--- start Available data ---

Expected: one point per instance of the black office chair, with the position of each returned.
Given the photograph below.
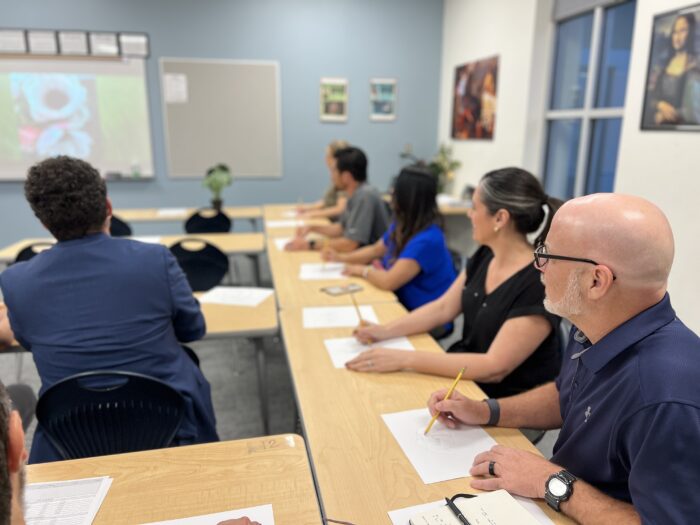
(30, 251)
(119, 228)
(204, 264)
(208, 221)
(109, 412)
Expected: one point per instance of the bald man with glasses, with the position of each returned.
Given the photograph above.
(627, 399)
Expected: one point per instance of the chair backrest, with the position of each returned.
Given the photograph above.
(204, 264)
(109, 412)
(208, 221)
(119, 228)
(30, 251)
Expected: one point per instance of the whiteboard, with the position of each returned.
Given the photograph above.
(93, 109)
(222, 111)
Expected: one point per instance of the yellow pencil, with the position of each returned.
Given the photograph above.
(449, 393)
(357, 308)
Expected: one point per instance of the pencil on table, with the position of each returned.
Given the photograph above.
(357, 308)
(449, 393)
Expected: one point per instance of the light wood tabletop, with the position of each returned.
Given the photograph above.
(225, 320)
(291, 291)
(229, 243)
(181, 214)
(188, 481)
(360, 469)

--- end Available data ---

Required work: Put the entries above into a numbered list, leaving out blank lines, starting with the line that contains "Expected: one point per instance of the light" and continuing through the end of the entries.

Exercise output:
1. Expected: one point per instance of the light wood tabletop, with the position of each returned.
2. Given the photograph above.
3. (225, 320)
4. (291, 291)
5. (229, 243)
6. (181, 214)
7. (188, 481)
8. (360, 469)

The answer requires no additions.